Kita semua sepakat Sosial distancing atau membatasi interaksi sosial adalah cara cerdas mencegah penyebaran virus corona. Terkait dengan hal itu, tentu saja tidak salah jika Menteri Koordinator Bidang Politik, Hukum dan Keamanan (Menko Polhukam) Mahfud MD mengajak tokoh agama mengimbau masyarakat agar menjalani peribadatan keagamaan di rumahnya masing-masing.
"Diharapkan kepada tokoh-tokoh agama, ormas, majelis keagamaan, dan takmir mesjid supaya juga memberikan pengertian ke jamaah untuk memilih beribadah di rumah masing-masing dulu,"
Ajakan ibadah di rumah ini sejatinya dipahami bukan sebagai pembatasan beribadah, melainkan dimaknai sebagai ekspresi ketaatan pada negara yang adalah wakil Tuhan.
Bukan Lockdown
Indonesia belum memberlakukan kebijakan Lock down demi memutus rantai penyeberan Corona. Pemerintah pusat, institusi yang paling bertanggungjawab mengatasi Covid-19 belum merasa perlu menetapkan kebijakan Lockdown dengan segala risiko yang harus ditanggung negeri ini. Lagi pula, tidak semua negara menetapkan kenbijakan Lock down.
Masyarakat sepatutnya taat pada pemerintah yang menetapkan kebijakan "social distancing."Selama dua minggu ini kita semua membatasi diri hadir dalam kerumunan, dan belajar, bekerja dari rumah. Himbauan beribadah di rumah sepatutnya juga dipahami sebagai strategi bersama memutus rantai peyebaran Virus Corona.
Kebijakan social Distancing ini tidak perlu diperbatkan, yang diperlukan saat ini adalah komitmen kita bersama untuk menerapkannya. Bisa saja kebijakan itu meningkat menjadi "Lockdown"isolasi kota atau negara untuk memutus rantai penyebaran Corona, tapi hingga saat ini pemerintah belum menetapkannya. Kita tidak perlu berandai-andai, apalagi jika kita belum memikirkan cara-cara jitu melawan Virus Corona.
Bukan saat yang tepat, berdebat untuk meneguhkan siapa yang lebih baik, lebih benar, punya formula paling ampuh memerangi Virus Corona. Apalagi jika debat itu hanya sampai ditataran konsep tanpa kerja nyata.
Kita getol membahas bagaimana mendekatkan jurang yang miskin dan kaya di negeri ini, tapi ketika harus kerja bersama untuk mengentaskan kemiskinan, gairah kerja kita tidak berkobar-kobar seperti ketika berdebat untuk membungkam lawan bicara.
Perdebatan mengandaikan adanya pihak yang absolud, sehingga pihak yang absolud itu berhak memaksakan pandangannya untuk diterima. Konsepnya adalah segala-galanya. Ini adalah takabur.
Kita bisa salah, dan orang lain juga bisa salah, karena itu kita perlu belajar untuk saling menajamkan gagasan kita, dan kemudian mencari cara terbaik sementara untuk diterapkan menjawab problemetika bersama.

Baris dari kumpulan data
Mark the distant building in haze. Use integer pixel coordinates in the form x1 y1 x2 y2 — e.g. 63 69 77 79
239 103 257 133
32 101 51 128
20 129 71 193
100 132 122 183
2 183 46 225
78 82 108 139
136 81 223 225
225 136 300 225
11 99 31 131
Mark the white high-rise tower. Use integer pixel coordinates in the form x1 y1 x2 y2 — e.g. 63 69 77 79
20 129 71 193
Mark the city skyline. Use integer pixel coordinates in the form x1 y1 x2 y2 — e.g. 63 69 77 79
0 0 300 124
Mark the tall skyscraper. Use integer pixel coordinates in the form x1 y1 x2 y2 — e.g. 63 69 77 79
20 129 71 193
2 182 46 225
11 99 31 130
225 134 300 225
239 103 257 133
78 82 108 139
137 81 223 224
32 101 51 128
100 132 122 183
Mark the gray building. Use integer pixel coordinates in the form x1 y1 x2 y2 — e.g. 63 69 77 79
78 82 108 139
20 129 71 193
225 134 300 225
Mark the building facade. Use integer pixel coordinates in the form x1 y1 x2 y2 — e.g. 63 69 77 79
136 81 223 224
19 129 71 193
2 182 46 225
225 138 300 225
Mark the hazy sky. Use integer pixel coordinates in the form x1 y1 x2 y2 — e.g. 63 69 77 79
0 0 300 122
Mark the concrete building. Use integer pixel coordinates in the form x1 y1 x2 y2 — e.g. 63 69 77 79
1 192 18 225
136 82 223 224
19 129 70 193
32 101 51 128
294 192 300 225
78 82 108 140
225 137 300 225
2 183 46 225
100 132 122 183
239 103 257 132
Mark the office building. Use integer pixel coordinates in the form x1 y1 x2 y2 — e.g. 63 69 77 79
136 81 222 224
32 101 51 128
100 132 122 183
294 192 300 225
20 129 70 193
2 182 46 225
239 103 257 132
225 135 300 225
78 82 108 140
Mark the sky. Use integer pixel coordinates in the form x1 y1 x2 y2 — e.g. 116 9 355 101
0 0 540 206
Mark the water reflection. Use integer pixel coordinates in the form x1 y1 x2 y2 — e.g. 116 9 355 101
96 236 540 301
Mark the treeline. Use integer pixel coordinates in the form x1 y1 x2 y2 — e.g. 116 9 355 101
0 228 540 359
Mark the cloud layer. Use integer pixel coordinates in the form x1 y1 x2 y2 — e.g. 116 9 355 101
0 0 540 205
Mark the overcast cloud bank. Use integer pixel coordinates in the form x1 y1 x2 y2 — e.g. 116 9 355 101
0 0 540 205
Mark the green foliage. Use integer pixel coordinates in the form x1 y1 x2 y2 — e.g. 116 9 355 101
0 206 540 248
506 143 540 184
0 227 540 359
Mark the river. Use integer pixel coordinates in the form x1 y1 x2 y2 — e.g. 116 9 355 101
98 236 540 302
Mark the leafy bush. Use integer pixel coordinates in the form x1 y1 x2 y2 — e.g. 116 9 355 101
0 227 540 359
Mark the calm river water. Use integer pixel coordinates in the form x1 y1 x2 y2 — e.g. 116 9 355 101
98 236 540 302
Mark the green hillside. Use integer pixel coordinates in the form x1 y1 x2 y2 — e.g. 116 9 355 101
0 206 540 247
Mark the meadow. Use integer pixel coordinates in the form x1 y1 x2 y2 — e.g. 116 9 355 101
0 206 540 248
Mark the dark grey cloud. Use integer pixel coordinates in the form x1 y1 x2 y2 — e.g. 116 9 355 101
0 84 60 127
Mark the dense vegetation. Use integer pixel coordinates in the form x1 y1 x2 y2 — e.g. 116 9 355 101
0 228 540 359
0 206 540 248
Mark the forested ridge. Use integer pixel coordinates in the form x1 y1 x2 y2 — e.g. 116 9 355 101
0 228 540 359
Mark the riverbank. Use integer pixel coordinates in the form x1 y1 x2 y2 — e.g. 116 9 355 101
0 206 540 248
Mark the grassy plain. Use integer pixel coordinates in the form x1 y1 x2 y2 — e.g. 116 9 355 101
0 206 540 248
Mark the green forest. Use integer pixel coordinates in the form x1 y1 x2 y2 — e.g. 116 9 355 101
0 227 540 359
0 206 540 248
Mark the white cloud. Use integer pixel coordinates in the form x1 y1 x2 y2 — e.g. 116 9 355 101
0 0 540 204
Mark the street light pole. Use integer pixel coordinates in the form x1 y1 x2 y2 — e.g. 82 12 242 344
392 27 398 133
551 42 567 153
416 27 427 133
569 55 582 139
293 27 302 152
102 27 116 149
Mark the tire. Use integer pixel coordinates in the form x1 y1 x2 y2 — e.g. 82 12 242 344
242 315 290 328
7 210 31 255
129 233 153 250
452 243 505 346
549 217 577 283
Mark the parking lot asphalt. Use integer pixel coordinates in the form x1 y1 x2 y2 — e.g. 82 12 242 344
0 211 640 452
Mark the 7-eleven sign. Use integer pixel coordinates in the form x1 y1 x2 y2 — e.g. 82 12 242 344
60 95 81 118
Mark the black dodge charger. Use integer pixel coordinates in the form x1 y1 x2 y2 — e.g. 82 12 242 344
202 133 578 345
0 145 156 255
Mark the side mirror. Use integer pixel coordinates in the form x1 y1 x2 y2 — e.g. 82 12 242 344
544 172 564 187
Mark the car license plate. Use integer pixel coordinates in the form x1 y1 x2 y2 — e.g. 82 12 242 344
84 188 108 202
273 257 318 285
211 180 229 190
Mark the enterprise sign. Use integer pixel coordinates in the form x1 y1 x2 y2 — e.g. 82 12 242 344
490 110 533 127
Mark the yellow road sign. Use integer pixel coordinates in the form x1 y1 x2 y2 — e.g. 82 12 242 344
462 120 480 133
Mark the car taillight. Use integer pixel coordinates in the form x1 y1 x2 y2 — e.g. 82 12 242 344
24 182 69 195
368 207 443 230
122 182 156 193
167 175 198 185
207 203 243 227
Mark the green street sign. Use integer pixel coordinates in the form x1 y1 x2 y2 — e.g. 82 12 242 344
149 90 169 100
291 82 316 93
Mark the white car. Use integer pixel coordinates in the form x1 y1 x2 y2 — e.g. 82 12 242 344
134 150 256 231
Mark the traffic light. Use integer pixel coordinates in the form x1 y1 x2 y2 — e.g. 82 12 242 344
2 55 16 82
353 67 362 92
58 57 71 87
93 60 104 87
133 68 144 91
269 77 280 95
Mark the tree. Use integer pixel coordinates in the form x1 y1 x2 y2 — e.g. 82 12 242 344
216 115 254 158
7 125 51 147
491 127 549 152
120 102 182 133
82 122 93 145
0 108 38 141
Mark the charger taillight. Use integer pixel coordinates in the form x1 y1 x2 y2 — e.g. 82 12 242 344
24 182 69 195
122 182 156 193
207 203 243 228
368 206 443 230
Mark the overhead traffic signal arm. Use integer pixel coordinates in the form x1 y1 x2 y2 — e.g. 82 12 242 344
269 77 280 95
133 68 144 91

- _Petunjuk Tugas_:
Dalam kutipan tentang social distancing dan ibadah di rumah, siapa yang mengajak tokoh agama mengimbau masyarakat beribadah di rumah masing-masing?

- _Jawaban Latihan_:
Menteri Koordinator Bidang Politik, Hukum dan Keamanan (Menko Polhukam) Mahfud MD.